SHORT PROBLEM:
Rewrite every line of the data, requests included, from the line with "Each instance of the windshield" through the last line of the data, inclusive. Shift each coordinate in the answers by adding 109 to it.

Pointing dataset records:
--
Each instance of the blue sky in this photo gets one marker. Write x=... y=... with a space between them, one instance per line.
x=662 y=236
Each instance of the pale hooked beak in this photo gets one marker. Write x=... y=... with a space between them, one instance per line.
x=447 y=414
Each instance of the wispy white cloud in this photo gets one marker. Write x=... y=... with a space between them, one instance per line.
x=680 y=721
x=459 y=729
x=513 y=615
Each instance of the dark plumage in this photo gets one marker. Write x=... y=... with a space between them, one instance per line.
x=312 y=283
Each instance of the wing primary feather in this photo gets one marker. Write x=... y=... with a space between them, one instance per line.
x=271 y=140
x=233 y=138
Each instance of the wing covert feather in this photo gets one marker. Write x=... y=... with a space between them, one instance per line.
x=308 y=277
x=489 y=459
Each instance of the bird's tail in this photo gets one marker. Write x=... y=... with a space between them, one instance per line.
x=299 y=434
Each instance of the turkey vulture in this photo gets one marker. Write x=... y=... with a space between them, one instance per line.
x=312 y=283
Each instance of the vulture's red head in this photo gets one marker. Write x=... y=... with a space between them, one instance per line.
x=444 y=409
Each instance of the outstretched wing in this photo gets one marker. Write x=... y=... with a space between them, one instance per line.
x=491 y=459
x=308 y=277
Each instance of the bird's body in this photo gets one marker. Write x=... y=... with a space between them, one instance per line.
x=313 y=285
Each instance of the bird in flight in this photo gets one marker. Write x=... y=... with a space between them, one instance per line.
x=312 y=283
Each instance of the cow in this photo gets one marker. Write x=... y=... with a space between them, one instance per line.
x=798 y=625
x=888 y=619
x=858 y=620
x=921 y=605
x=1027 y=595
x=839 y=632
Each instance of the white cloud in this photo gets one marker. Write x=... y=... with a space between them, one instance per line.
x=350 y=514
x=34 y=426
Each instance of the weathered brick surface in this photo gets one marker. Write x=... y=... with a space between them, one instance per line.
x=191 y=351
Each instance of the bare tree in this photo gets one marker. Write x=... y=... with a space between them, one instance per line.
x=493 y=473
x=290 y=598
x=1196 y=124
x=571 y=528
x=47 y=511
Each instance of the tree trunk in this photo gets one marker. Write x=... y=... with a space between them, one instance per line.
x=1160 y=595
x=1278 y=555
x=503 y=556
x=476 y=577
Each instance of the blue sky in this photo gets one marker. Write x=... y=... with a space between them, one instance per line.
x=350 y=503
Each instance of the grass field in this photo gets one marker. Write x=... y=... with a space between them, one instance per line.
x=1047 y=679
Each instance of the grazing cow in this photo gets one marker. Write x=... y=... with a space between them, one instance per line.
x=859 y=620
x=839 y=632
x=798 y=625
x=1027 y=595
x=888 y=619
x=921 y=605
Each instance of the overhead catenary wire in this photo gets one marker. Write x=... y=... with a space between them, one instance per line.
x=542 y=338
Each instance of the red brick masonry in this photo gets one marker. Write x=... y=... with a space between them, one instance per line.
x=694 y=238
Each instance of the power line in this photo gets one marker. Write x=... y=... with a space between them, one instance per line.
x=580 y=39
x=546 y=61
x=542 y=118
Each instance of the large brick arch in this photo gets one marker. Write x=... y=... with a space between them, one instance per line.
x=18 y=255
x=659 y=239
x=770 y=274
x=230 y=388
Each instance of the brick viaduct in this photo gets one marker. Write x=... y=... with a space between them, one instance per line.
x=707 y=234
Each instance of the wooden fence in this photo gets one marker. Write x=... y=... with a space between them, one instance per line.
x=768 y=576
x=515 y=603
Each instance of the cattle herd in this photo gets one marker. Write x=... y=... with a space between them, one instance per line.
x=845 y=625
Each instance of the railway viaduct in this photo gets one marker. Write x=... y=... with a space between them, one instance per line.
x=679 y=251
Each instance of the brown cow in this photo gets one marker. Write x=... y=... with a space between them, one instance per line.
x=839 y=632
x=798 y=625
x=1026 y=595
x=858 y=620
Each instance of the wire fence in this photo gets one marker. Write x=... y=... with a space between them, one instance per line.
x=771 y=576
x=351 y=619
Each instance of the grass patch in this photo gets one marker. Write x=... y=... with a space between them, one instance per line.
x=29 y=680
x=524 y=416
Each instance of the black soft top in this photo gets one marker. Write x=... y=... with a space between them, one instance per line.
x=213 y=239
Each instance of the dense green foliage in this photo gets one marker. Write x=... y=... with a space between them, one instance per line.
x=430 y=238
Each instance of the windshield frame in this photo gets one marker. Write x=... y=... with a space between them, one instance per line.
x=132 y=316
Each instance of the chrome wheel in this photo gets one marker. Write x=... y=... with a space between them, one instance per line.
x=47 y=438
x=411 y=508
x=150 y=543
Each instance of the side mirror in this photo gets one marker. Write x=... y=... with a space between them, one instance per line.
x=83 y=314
--
FINISHED TASK:
Each instance of the windshield frame in this photo gets one marker. Write x=... y=... with a space between them, one instance per line.
x=241 y=425
Each instance of the chrome wheel in this photo gets one marker. Write x=... y=... with a space between them, one instance per line.
x=156 y=547
x=520 y=617
x=259 y=652
Each instance of the side mirror in this photo gets one marker. Write x=... y=... with a space between them, one instance per line.
x=192 y=423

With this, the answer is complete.